Requirements:
Write the data out again, character for character, with no images.

Task input:

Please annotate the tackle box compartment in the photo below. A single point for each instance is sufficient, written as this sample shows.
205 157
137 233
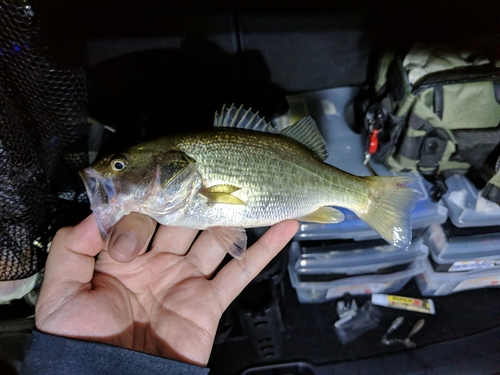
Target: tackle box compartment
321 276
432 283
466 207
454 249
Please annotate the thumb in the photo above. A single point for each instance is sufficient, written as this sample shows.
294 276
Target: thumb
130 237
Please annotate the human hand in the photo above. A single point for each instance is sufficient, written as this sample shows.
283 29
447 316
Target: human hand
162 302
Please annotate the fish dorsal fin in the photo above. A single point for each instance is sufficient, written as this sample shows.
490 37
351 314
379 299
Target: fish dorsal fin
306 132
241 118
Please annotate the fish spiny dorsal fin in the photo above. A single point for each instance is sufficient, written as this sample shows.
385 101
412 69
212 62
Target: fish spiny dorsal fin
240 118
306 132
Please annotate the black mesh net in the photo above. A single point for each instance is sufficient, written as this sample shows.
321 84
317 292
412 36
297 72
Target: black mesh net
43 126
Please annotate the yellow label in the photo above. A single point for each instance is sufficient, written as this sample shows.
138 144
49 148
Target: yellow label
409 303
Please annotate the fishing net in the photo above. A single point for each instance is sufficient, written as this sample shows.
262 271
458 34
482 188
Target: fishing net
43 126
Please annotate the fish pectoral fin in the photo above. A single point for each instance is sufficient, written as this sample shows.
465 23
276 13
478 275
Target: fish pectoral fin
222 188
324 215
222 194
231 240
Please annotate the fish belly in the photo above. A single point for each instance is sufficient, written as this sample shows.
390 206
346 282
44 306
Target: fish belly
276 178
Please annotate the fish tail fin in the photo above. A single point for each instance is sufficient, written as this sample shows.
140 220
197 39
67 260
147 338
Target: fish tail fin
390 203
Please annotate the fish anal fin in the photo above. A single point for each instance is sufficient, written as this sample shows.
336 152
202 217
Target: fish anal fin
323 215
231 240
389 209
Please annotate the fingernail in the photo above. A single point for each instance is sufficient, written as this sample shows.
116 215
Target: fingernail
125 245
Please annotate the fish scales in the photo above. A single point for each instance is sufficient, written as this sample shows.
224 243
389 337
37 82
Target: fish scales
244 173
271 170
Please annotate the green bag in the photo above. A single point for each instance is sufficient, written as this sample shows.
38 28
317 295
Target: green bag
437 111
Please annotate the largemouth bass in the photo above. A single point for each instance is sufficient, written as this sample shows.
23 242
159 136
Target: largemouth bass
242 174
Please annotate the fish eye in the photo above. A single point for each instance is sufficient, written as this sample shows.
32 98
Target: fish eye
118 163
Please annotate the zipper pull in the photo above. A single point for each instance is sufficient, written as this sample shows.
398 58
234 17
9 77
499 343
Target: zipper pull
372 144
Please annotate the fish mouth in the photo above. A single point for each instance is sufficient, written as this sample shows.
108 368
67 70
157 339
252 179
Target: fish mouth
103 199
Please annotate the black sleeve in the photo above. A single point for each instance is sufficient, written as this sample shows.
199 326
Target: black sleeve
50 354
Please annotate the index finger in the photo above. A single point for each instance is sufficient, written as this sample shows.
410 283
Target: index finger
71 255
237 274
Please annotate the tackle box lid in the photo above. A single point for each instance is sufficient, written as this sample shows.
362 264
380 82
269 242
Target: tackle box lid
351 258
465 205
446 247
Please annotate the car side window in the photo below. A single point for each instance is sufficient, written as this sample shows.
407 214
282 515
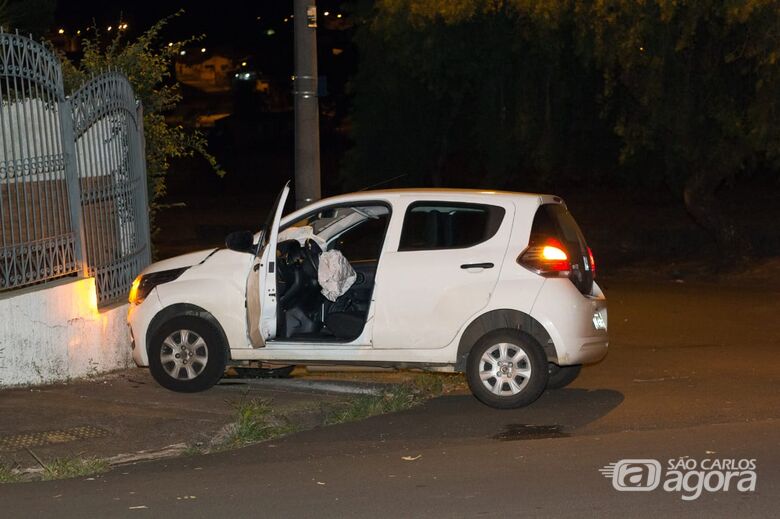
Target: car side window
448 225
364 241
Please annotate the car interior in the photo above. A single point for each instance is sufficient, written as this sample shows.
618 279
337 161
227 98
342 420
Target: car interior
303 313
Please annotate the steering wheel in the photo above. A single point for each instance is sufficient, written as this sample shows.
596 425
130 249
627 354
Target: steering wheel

Final answer:
Please annotate the tackle box compartment in the photo below. A single point for each instance is sufficient, written as this sample shows.
205 157
137 233
Target: tackle box compartment
321 276
432 283
466 207
454 249
Please annotate the thumb in the photo above. A single point for each instance is sufficient, written as this sample shows.
294 276
Target: thumb
130 237
Please annotate the human hand in the photo above. A single point for each instance is sufficient, written as this sample shows.
283 29
447 316
Target: human hand
162 302
Please annotate the fish dorsal fin in the photo above. A single point for each instance is sufficient, written as this sample shows.
490 37
351 314
379 299
Target: fish dorsal fin
306 132
241 118
Please annotate the fish spiny dorsal fin in the photo above. A single point for each instance is sufficient, written as this sample shows.
385 101
412 69
212 62
Target: fish spiny dorsal fin
240 118
306 132
Please annotate the black mesh net in the photo above. A single point for each instance is sufficient, written as this sample shows.
321 84
317 292
412 36
297 72
Target: black mesh net
43 126
Please annotate the yellow label in the photo above. A single point for each instance is sufficient, written as this sample shows.
138 144
49 148
Target: yellow label
409 303
Please annotate the fishing net in the photo above. A single point for each instance is sufficient, written as this sample shows.
262 271
458 34
482 188
Target: fishing net
43 126
Please annotate the fish pectoral fin in the photo above. A single point for each instance is sufficient, written as this sample shows.
465 23
276 13
478 275
Target: fish pectoral fin
222 188
324 215
222 194
231 240
Please annotate the fish belly in the photo above. A single point for each instance is sufficient, written as this sample shows.
390 206
346 282
44 306
Target: fish belly
276 178
Please annotate the fish tail fin in the photo above. A single point for each instance is sufficient, written as this sample shows.
140 220
197 39
67 260
147 338
Target: fish tail fin
390 203
Please annotate the fish anal fin in the photo above. A single point for each instance is sufficient, written as this sample shows.
336 152
202 217
Target: fish anal fin
323 215
231 240
389 209
Please annotate the fingernail in the photo above. A single point for each instance is sufficient, written as this sample shows.
116 215
Target: fingernail
125 245
Please annotate the fish scales in the photo above. A single point for each instance is sufficient, written as this sample shows.
224 243
389 337
37 82
Target: fish scales
244 173
271 170
Please annotate the green bag in the photo above. A single point for each instance is sufficient, written as this sample shows.
38 28
317 295
Target: green bag
437 111
Please annotate the largemouth bass in the photo above. A single point for each instance is sufficient, written as this sample shows.
23 242
159 136
Target: largemouth bass
242 174
Please annotate the fish eye in the photo above. A single point for each instance is sufficient, written as this sample shows.
32 98
Target: fish eye
118 163
Please annotate the zipper pull in the photo above. A single point for each instance is sufficient, written as this sample shows.
398 58
234 17
9 77
499 343
Target: zipper pull
372 144
Please annotate the fish mouth in the photo above. A single point for each instance is sufficient, written as this sample shows.
108 368
67 70
157 339
252 179
Target: fish mouth
103 199
Please annotate the black sleeve in the photo above. A single point for each instance is sufficient, written as this sample shows.
199 326
Target: black sleeve
50 354
Please annotate the index finger in the photo above. A single point for each instance is sufficient, written as this sample shows.
410 283
Target: index finger
71 255
237 274
Please annotate the tackle box lid in the photo above. A single point for each instance is sufficient, written as this sample shows.
362 264
380 82
269 242
Target: tackle box lid
351 258
465 205
446 247
Please annotate the car side window in the photo below. A single point for each instance is sufficient, written as this sample shows.
407 214
282 515
Target: car side window
448 225
364 241
Please annotate the car interior in the photo above. A single point for each instance is sufficient, written as this sample shows.
618 279
337 161
227 98
342 420
Target: car interior
303 313
Please annotate the steering wheel in the photo above. A single point for each instance is sufficient, written as this sample shows.
596 425
130 249
627 354
Target: steering wheel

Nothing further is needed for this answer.